TASK
Reproduce the part of the air traffic management passage that opens with the words containing "In air traffic" and closes with "by waypoints [1].", keeping every word and mark unchanged.

SOURCE PASSAGE
↓↓↓
In air traffic management (ATM), the flight of several aircraft can be modeled as a hybrid dynamical system, which can be regarded as a set of interacting continuous dynamical systems. A number of frameworks have been proposed to model hybrid dynamical systems, in which, in general, differential equations describe the dynamics of each system, whereas logical constraints describe the behavior of the systems during the interactions among them and the interaction with the environment in which they operate. In the ATM context, logical constraints describe, for instance, policies to apply in conflict detection and resolution and operational constraints to be fulfilled during flight. The main operational constraints to be fulfilled during flight are separation constraints, keep-out constraints to avoid no-fly zones, and passage constraints through or by waypoints [1].

Given a set of aircraft, separation constraints between them can be expressed as follows: pairwise, they must keep a vertical distance greater than a minimum vertical safety distance or a horizontal distance greater than a minimum horizontal safety distance. The minimum horizontal separation distance can be fixed or variable. In the latter case, it can be established based on the turbulence generated by the preceding aircraft and the ability of the following aircraft to resist turbulence [2]. Obstacles and no-fly zones are in general polyhedral regions of airspace. However, the corresponding keep-out constraints are usually introduced by bounding ellipsoids around obstacles. In some cases, this is a coarse approximation. Keep-out constraints from a polyhedral region of airspace can be expressed as follows: each aircraft must stay outside one of the half-spaces defined by the planes that supports the faces of the polyhedron. This method for modeling keep-out constraints from obstacles can be extended to model passage constraints through windows or waypoints in the airspace. In this manner, the multiphase modeling of the problem is avoided. This is an interesting possibility, since multiphase optimal control models imply the introduction of additional variables to the problem, such as the duration of the phases and additional constraints such as the linkage constraints between them to enforce continuity of the state variables between contiguous phases [3].
↑↑↑
RECORD EXCERPTS
↓↓↓
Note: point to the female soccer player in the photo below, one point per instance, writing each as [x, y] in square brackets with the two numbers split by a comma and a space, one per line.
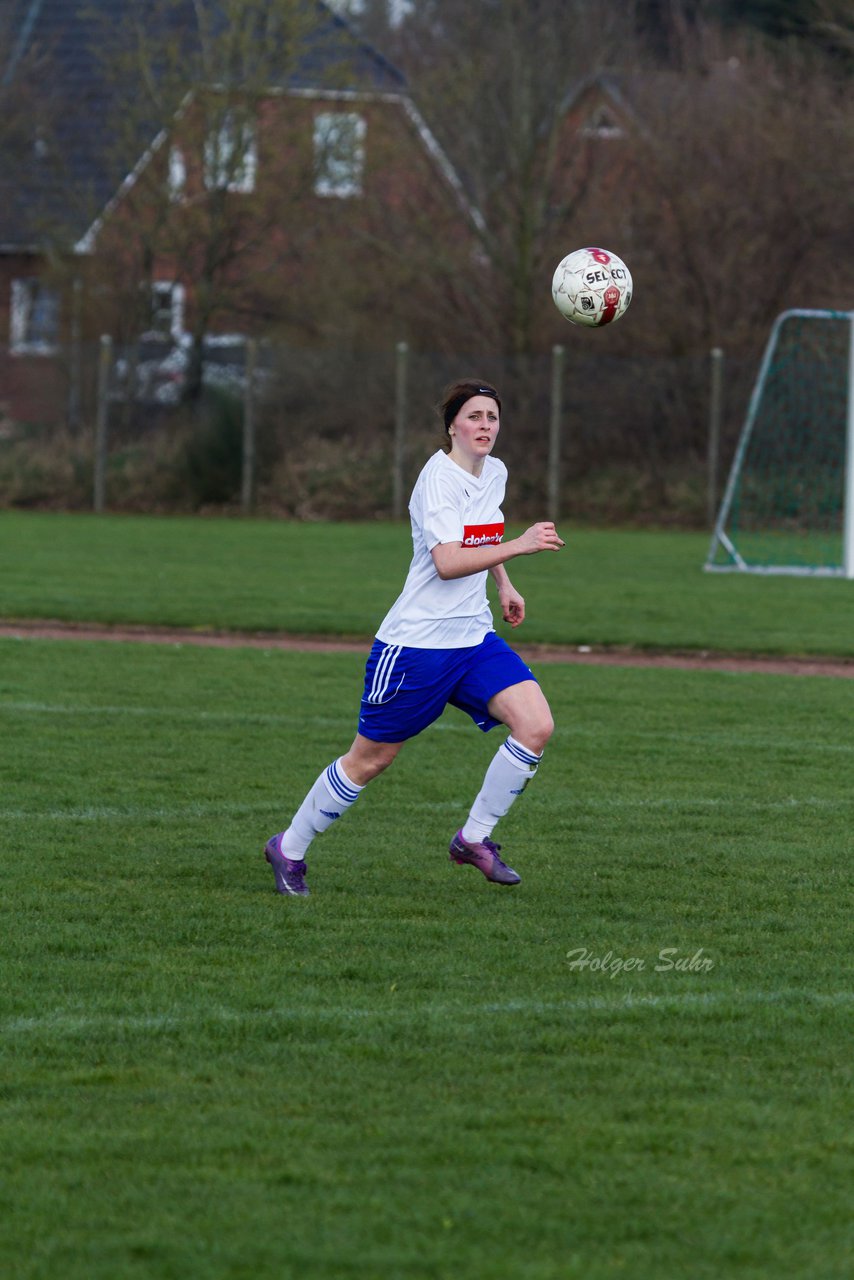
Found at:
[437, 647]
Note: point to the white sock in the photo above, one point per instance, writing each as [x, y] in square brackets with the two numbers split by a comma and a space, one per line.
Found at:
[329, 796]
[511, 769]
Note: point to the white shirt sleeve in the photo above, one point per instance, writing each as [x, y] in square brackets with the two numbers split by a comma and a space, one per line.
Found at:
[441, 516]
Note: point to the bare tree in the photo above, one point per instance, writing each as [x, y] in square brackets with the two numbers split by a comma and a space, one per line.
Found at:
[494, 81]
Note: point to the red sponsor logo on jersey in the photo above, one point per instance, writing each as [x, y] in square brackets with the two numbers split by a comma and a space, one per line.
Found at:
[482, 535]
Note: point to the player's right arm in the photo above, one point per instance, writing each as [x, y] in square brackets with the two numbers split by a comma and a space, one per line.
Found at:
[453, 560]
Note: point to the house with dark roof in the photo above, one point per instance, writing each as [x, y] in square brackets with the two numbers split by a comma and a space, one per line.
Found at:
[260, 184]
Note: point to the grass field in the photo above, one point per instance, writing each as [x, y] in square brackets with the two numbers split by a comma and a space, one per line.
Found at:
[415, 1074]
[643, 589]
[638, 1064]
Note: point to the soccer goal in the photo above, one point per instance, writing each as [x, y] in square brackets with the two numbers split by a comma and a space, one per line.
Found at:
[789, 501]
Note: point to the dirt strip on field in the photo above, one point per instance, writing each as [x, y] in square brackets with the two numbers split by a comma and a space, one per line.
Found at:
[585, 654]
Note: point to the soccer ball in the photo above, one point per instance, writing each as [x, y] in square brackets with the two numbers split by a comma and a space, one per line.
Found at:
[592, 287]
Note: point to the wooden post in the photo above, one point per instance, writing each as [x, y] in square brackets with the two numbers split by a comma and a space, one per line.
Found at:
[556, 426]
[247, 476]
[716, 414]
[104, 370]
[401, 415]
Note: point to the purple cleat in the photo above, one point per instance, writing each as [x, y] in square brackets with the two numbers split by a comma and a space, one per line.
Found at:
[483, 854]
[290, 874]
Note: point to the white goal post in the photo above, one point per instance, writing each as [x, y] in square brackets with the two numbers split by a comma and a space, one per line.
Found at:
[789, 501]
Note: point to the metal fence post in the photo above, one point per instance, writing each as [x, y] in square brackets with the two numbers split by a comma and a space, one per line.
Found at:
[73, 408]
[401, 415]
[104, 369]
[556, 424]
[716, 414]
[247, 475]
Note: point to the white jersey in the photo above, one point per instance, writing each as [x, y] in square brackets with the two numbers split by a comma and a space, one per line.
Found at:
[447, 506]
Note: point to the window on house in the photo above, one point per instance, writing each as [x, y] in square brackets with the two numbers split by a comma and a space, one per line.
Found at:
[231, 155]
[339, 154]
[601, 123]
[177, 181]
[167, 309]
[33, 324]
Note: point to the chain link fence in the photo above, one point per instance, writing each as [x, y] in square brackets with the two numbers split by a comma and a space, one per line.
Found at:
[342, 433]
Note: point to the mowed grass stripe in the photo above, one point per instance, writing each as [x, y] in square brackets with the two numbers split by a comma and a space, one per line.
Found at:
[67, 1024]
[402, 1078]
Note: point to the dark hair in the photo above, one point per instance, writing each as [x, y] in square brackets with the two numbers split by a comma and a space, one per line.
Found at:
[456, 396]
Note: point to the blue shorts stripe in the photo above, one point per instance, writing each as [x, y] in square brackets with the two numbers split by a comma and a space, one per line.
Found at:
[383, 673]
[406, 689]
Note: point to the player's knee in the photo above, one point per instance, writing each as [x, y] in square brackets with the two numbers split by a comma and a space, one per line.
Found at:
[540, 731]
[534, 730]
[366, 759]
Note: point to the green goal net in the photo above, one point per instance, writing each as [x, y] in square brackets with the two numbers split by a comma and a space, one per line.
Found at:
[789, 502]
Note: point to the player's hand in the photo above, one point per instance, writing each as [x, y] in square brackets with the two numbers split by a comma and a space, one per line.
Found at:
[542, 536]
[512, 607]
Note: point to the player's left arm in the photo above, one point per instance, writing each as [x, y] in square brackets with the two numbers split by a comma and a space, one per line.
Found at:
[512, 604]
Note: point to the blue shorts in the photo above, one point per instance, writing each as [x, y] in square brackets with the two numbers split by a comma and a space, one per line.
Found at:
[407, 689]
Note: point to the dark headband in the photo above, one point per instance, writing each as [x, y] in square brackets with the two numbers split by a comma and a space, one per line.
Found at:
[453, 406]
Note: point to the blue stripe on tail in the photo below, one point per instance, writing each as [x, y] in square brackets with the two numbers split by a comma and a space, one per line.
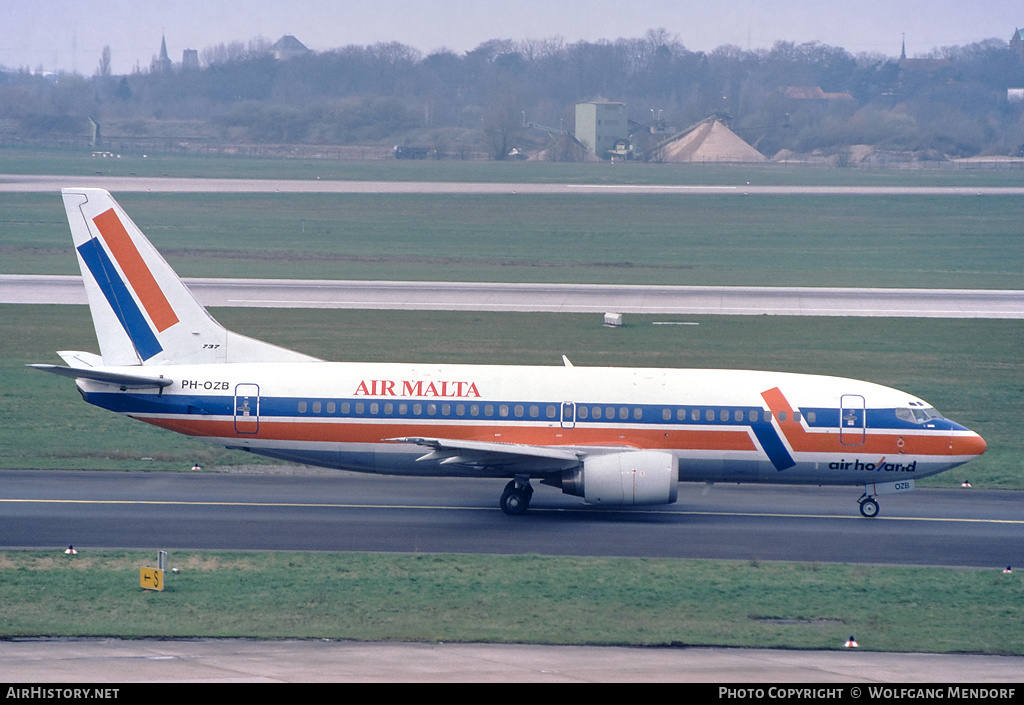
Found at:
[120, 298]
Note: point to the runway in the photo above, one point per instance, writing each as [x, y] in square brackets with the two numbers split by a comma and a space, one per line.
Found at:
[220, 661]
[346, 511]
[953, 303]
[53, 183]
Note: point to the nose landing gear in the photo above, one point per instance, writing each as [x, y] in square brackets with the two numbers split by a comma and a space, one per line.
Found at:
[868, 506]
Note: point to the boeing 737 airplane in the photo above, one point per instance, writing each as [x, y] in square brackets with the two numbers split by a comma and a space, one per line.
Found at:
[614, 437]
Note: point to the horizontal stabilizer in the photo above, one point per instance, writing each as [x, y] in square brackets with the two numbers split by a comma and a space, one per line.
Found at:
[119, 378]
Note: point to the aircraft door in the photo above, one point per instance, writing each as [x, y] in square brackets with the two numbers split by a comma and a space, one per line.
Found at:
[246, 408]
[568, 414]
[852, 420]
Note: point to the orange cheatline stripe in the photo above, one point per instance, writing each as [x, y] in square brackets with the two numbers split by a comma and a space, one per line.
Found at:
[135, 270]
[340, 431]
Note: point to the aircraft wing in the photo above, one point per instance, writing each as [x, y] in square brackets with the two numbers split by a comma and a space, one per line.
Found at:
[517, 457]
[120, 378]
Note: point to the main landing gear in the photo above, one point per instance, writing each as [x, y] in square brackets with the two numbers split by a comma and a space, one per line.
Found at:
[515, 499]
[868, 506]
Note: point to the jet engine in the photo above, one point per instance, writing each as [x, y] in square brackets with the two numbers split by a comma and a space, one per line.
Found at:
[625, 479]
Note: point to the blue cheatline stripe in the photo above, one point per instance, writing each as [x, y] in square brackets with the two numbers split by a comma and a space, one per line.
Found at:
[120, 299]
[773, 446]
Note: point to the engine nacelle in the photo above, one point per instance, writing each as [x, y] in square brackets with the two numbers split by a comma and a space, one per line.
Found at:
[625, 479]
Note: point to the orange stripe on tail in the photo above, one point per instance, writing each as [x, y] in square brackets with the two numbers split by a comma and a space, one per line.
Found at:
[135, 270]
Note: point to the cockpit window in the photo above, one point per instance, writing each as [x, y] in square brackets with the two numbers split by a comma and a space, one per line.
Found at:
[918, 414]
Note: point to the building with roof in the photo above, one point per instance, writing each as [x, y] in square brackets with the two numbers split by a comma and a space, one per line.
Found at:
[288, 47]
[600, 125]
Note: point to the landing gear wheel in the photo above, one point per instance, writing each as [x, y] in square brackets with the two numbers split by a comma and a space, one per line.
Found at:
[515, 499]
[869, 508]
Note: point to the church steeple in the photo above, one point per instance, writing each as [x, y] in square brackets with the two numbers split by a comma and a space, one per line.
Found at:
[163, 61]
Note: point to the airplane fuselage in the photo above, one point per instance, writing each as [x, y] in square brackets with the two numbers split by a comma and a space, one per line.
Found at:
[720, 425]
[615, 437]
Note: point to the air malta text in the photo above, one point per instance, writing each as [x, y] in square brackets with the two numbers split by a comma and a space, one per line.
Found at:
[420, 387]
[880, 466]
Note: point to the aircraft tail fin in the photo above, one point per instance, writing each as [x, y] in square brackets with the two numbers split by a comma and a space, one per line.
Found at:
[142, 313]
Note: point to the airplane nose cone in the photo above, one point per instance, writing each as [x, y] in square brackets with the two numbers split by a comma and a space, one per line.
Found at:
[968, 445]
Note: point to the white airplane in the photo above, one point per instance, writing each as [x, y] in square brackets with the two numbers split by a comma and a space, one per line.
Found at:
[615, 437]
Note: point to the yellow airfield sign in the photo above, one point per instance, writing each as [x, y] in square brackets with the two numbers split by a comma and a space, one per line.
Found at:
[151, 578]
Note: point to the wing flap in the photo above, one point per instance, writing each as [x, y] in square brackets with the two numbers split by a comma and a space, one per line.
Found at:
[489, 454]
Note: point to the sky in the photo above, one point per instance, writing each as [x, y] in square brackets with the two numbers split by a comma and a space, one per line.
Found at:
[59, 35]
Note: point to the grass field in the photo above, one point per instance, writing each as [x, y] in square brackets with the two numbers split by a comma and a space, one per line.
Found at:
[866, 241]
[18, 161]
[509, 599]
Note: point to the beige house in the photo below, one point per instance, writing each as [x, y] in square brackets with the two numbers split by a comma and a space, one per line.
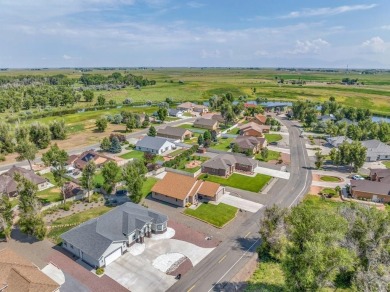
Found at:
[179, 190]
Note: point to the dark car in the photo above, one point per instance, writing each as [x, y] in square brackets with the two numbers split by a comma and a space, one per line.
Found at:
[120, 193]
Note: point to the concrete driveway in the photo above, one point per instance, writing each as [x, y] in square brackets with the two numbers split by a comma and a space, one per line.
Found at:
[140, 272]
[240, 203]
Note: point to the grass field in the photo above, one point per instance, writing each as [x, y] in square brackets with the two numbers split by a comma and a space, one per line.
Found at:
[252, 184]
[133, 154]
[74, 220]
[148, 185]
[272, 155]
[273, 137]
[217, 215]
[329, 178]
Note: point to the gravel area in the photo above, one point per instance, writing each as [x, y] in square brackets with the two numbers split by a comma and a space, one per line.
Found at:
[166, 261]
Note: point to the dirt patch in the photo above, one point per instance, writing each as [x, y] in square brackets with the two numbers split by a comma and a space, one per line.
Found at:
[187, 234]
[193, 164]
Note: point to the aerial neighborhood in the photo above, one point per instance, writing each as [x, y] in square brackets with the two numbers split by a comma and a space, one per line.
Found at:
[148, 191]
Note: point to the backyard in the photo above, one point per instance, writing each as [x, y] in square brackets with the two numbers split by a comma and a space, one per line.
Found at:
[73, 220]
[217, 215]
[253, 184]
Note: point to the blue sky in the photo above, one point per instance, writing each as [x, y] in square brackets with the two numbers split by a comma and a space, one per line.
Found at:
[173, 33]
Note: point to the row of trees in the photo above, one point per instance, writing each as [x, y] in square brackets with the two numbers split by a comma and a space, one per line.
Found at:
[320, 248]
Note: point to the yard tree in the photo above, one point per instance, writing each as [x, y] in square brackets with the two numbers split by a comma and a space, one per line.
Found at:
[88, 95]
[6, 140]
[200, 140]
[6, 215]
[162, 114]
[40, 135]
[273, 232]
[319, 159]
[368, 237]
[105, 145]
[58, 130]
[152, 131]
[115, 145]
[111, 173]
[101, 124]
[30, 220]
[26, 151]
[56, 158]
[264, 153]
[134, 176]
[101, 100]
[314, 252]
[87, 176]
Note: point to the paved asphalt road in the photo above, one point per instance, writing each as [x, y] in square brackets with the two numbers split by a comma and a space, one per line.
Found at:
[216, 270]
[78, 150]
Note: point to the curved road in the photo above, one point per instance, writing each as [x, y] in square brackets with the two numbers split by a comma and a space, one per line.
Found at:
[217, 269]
↑↑↑
EXPECTED ANSWER
In air traffic management (ATM), the flight of several aircraft can be modeled as a hybrid dynamical system, which can be regarded as a set of interacting continuous dynamical systems. A number of frameworks have been proposed to model hybrid dynamical systems, in which, in general, differential equations describe the dynamics of each system, whereas logical constraints describe the behavior of the systems during the interactions among them and the interaction with the environment in which they operate. In the ATM context, logical constraints describe, for instance, policies to apply in conflict detection and resolution and operational constraints to be fulfilled during flight. The main operational constraints to be fulfilled during flight are separation constraints, keep-out constraints to avoid no-fly zones, and passage constraints through or by waypoints [1].